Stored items
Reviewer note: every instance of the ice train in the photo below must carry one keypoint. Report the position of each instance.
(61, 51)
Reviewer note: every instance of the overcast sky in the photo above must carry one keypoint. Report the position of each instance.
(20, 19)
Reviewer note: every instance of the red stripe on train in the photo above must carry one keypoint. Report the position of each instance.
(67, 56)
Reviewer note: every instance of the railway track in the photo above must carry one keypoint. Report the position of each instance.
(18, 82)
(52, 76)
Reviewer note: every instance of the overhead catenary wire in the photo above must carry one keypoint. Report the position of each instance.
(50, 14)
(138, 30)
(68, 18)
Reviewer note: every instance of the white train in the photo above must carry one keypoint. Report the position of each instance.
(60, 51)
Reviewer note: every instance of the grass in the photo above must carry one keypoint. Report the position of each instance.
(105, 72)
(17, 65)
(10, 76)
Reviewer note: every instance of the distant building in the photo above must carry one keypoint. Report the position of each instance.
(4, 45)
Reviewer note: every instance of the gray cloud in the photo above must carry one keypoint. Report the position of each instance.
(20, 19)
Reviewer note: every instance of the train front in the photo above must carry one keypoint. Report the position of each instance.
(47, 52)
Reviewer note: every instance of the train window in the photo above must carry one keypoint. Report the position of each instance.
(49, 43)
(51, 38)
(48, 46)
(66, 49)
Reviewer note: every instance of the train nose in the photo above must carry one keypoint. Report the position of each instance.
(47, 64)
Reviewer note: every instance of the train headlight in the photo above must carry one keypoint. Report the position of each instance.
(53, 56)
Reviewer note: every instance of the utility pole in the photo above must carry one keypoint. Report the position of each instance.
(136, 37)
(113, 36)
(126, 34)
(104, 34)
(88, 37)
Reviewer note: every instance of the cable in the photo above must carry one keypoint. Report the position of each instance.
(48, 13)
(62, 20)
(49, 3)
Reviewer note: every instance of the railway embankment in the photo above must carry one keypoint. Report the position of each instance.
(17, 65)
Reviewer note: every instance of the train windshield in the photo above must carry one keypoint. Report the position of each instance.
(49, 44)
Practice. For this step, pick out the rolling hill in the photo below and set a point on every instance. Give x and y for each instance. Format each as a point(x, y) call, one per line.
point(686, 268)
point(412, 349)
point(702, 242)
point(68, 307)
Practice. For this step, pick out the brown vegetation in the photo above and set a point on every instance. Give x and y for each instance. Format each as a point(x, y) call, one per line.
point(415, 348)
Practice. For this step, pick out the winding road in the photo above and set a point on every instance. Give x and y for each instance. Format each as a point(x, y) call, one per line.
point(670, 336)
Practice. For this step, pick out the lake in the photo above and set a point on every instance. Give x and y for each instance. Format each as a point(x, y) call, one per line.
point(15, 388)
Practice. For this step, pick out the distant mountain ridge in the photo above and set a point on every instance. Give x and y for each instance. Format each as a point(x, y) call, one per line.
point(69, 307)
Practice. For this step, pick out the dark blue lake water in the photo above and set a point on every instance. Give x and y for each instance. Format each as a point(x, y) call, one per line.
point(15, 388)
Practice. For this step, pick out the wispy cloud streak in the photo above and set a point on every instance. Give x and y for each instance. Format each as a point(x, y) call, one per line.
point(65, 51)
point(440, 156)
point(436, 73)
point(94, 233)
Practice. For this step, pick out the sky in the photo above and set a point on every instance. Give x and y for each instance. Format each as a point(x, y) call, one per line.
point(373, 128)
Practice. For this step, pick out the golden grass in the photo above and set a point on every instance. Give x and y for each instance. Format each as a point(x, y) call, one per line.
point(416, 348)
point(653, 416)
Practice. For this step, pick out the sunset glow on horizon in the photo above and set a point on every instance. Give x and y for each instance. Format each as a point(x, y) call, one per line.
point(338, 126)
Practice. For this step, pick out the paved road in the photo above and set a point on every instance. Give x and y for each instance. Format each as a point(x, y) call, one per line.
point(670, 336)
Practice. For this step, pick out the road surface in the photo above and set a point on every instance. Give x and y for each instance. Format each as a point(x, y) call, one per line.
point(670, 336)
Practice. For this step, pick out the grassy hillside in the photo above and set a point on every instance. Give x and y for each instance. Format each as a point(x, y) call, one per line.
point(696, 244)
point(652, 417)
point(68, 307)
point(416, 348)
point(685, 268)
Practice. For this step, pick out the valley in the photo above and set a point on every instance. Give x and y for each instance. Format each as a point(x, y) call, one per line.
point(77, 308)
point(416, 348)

DIRECTIONS - All lines from the one with "Practice. For this step, pick out the road" through the final line above are to be quoted exactly; quote no other line.

TASK ANSWER -
Practice. For this step, pick out the road surface in the photo above and set a point on every instance. Give x and y for each instance. Format each as a point(x, y) call, one per line.
point(670, 336)
Practice. For this step, pick out the grassy hillside in the photo above and set a point on every instance. Give x and y for each instance. Format each as a point(x, y) call, one per line.
point(696, 244)
point(652, 417)
point(68, 307)
point(416, 348)
point(685, 268)
Practice. For this step, pick out the valley in the photo above and set a point on every instance. Give x and y for each instance. Format each as a point(x, y) call, one per line.
point(77, 308)
point(416, 348)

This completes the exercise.